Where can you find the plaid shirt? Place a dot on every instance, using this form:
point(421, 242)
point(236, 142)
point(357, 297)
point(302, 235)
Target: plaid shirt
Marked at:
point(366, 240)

····················

**Required action:** Give the number of lines above that include "shirt". Write nothing else.

**Your response:** 2